- **Instructions to follow**: According to the PDs @ SEA series description below, who produces the series, and on whose behalf?

- **Text shown**:
======

PDs @ SEA
PDs @ SEA is a conversation series created for anesthesiology residency leaders, faculty, and trainees who want an honest look into the evolving world of anesthesia education. The show features Residency Program Directors from across the country discussing the decisions, challenges, and real-world considerations behind recruiting, training, and supporting residents.
Hosts Bryan and Marianne draw from their own experiences while inviting colleagues to reflect on practical issues such as changes to the interview and application process, transitions in leadership, and shifting expectations in graduate medical education. Each episode offers candid dialogue, shared lessons, and the sense of community that many program directors look for but often find difficult to access in day-to-day work.
The series includes in-depth conversations with current and former residency leaders, members of the American Society of Anesthesiologists Medical Student Component, and educators who are shaping how residents learn. Together, these discussions provide insight into how program directors think, how residency decisions are made, and how the field continues to adapt to the needs of students, residents, and institutions.
Produced by the Stanford AIM Lab on behalf of the Society for Education in Anesthesiology.
For questions, topic suggestions, or to join the conversation, email: pdsatsea@seahq.org
PDs @ SEA
The Truth About Signaling, Letters of Intent, and The Match: A PD’s Unfiltered Guide
In this conversation, Dr. Brian Mahoney sits down to speak directly to the concerns and confusion many applicants experience during the residency match process. The discussion focuses on how the signaling system is evolving, practical strategies for allocating gold and silver signals, and why signaling should be based on thoughtful alignment rather than a sense of safety or prestige.
The episode also addresses a topic that creates anxiety every year: how to prepare for residency interviews and how much communication before and after interviews really matters. Dr. Mahoney offers clear guidance on when letters of interest or intent are appropriate, how to convey genuine enthusiasm without appearing performative, and why interview day is best understood as a search for a mutual fit rather than a test.
The conversation closes with advice for students who may not have strong local mentorship or a home anesthesia program, along with reflections on the value and limitations of networking at national meetings such as the ASA annual conference. Throughout, the emphasis remains steady: applicants should rank programs in the true order of their preference, trust the match algorithm, and focus on presenting themselves with sincerity, preparation, and humility.

======

- **Data**:
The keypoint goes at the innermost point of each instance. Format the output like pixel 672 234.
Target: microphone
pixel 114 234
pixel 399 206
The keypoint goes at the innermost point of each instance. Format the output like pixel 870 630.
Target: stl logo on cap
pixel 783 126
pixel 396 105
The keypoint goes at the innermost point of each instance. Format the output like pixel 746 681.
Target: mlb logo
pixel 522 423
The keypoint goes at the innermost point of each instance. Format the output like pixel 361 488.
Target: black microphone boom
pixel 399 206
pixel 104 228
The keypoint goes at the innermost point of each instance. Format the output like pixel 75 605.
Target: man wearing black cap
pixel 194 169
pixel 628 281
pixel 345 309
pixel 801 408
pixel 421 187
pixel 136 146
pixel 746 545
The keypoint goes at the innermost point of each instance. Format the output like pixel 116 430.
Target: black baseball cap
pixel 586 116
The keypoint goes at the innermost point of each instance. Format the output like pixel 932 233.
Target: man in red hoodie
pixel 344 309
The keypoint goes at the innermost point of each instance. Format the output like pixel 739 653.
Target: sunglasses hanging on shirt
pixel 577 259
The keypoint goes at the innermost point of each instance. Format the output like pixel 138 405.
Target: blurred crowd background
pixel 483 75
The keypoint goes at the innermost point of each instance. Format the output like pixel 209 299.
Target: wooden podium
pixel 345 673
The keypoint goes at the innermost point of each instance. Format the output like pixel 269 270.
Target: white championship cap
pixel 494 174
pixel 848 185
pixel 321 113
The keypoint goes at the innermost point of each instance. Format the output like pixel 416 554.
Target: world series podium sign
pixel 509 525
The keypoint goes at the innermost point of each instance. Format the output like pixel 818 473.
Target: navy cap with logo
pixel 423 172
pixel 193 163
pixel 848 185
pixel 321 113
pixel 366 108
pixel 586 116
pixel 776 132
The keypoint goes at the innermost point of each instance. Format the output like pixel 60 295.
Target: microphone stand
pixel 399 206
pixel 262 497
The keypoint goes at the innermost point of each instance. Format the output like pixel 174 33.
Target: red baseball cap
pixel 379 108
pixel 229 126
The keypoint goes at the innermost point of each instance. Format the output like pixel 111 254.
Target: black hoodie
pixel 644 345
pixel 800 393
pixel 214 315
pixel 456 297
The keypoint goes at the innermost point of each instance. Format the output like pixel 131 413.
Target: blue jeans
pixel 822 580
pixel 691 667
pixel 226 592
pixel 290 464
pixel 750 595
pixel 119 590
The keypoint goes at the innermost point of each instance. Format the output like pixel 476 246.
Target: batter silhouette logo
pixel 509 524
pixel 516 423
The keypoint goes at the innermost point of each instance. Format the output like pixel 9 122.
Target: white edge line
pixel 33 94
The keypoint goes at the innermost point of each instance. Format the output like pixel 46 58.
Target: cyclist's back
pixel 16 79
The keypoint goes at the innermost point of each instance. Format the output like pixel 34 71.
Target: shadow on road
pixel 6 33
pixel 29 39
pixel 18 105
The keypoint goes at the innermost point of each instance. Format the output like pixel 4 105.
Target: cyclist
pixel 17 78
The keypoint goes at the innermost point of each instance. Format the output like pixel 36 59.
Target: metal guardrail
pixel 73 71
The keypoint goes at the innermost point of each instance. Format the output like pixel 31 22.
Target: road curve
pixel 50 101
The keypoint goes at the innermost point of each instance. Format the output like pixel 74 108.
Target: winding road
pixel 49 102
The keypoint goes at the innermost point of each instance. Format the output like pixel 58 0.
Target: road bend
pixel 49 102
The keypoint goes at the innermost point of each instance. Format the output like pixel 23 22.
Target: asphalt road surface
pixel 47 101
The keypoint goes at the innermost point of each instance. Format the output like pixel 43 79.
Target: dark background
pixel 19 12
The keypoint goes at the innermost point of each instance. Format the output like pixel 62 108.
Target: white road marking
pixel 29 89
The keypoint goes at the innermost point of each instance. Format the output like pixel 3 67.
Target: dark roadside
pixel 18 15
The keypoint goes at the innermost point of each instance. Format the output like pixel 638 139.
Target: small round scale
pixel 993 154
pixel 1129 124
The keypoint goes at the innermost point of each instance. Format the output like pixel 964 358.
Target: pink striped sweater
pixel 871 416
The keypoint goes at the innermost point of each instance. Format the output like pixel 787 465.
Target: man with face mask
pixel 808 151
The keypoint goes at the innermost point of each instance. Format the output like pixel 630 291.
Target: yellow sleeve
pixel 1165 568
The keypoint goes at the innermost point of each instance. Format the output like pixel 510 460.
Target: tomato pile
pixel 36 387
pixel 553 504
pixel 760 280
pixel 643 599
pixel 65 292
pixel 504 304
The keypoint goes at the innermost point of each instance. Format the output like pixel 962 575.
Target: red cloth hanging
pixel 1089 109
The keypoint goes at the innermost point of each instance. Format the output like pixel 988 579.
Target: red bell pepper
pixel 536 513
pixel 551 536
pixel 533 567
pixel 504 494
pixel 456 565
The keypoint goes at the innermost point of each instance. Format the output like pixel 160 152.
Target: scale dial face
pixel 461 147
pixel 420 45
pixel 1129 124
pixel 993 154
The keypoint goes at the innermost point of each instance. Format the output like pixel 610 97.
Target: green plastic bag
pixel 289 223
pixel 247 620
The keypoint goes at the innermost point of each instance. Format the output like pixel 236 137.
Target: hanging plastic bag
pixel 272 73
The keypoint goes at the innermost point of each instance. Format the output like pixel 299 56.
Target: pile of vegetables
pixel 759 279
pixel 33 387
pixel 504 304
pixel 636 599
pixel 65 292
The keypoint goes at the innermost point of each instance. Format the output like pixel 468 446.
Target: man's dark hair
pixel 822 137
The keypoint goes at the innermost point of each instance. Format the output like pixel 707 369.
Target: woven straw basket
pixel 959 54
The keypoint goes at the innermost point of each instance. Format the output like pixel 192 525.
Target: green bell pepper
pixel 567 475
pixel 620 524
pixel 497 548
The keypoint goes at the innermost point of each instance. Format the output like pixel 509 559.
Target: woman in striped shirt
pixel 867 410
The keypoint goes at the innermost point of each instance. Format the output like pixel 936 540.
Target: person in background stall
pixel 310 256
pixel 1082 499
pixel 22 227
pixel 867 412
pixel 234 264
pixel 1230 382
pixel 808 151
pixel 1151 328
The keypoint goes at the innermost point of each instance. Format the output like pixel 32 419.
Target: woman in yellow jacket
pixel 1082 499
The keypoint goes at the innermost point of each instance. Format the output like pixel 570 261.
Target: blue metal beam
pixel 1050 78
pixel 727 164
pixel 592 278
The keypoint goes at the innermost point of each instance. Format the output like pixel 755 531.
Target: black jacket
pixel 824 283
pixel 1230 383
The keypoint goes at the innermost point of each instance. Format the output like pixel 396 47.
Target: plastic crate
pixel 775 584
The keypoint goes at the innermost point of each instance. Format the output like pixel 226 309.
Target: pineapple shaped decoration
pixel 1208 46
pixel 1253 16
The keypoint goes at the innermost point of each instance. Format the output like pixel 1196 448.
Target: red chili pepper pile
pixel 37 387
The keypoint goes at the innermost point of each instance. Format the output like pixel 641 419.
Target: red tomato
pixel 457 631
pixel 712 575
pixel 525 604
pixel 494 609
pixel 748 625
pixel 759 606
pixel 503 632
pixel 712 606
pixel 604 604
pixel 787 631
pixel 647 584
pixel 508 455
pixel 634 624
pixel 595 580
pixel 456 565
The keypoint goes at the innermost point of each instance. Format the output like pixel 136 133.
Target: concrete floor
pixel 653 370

======

- **Problem solution**: The Stanford AIM Lab produces it on behalf of the Society for Education in Anesthesiology.